» **TO BE DONE**
Copy the rows below verbatim, from the line containing "Where can the earlobe" through the line containing "pixel 253 387", including both of those lines.
──────── DATASET ────────
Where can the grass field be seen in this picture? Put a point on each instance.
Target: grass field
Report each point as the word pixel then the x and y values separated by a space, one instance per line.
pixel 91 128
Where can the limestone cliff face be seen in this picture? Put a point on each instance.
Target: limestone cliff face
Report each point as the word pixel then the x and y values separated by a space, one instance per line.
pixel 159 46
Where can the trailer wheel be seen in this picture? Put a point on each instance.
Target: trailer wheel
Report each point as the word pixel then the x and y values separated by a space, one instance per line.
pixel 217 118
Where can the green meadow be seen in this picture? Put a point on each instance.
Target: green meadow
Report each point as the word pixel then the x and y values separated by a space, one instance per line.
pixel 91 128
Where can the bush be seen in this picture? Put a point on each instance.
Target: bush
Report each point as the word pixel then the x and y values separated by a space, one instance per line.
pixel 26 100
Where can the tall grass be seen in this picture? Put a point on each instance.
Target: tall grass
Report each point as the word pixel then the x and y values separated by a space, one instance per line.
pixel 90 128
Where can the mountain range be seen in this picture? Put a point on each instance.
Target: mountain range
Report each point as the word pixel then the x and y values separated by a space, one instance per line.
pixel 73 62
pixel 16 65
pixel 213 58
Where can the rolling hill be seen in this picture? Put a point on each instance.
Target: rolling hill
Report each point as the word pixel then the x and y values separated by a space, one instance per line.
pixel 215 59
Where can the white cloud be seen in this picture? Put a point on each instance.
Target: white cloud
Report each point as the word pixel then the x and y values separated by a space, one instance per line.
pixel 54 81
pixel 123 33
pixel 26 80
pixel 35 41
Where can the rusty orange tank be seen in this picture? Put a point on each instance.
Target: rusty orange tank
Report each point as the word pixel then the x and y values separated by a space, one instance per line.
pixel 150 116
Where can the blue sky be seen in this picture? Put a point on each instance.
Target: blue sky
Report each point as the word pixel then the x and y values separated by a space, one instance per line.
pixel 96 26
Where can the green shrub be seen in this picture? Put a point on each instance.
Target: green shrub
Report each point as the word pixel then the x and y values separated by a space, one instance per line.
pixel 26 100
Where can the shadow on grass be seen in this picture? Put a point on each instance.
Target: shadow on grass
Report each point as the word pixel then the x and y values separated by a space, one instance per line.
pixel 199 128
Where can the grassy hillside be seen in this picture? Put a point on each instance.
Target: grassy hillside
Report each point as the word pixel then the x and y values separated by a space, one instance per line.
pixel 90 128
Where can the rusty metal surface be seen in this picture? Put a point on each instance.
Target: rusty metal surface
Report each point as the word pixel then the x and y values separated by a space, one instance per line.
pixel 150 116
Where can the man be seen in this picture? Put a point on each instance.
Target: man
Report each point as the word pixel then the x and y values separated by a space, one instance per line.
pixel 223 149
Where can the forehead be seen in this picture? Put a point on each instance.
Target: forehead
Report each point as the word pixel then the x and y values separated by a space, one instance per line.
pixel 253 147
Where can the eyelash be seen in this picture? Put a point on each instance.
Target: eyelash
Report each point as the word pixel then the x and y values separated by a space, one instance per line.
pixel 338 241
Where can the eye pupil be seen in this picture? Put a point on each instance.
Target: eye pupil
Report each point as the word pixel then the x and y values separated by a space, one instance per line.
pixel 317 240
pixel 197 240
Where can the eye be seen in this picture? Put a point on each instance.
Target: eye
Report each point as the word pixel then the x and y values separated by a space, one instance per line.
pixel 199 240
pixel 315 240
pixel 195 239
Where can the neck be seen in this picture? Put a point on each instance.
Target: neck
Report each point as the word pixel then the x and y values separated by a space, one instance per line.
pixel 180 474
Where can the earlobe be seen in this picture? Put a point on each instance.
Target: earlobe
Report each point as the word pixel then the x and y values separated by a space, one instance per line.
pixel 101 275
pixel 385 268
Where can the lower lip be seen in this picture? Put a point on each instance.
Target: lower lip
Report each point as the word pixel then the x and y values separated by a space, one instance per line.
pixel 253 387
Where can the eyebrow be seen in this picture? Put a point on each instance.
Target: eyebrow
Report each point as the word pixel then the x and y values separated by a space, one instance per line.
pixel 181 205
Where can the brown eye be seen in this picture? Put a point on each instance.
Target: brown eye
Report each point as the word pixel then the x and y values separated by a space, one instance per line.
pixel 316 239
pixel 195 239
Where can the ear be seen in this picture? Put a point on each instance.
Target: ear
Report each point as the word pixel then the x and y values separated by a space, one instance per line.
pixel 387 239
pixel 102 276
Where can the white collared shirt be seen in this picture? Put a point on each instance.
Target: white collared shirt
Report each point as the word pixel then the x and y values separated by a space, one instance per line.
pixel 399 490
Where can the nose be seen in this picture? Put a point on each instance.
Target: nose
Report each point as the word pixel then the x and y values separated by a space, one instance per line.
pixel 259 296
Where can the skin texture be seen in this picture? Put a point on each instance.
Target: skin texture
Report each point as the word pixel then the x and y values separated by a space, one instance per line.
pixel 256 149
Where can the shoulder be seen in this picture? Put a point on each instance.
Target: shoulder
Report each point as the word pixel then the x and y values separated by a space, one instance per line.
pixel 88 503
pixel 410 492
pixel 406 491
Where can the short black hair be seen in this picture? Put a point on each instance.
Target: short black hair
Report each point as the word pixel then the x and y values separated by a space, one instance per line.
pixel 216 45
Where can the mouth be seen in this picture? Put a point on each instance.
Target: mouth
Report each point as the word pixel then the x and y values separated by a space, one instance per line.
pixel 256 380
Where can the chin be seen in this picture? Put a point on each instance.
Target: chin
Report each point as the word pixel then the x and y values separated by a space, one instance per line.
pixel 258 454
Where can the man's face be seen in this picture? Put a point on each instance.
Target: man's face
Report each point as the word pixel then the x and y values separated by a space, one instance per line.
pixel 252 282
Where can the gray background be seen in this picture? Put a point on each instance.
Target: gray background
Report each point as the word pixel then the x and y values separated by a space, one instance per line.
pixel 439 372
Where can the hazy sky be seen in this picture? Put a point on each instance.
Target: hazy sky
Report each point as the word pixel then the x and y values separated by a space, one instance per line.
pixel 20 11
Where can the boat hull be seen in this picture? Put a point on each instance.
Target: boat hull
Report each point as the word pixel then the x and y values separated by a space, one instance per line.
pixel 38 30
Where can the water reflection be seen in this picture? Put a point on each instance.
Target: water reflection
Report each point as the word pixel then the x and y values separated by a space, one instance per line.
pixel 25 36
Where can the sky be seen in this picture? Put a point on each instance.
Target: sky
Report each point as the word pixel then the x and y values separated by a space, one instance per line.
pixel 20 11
────────
» **TASK RESULT**
Where can the earlobe be seen in this picture? Put a point on each instance.
Target: earlobe
Report each point as the word pixel then the x and y values separated by a space, one instance per line.
pixel 101 275
pixel 385 268
Where can the lower lip be seen in this picture? Put a point on each instance.
Target: lower lip
Report each point as the word pixel then the x and y values separated by a space, one instance per line.
pixel 253 387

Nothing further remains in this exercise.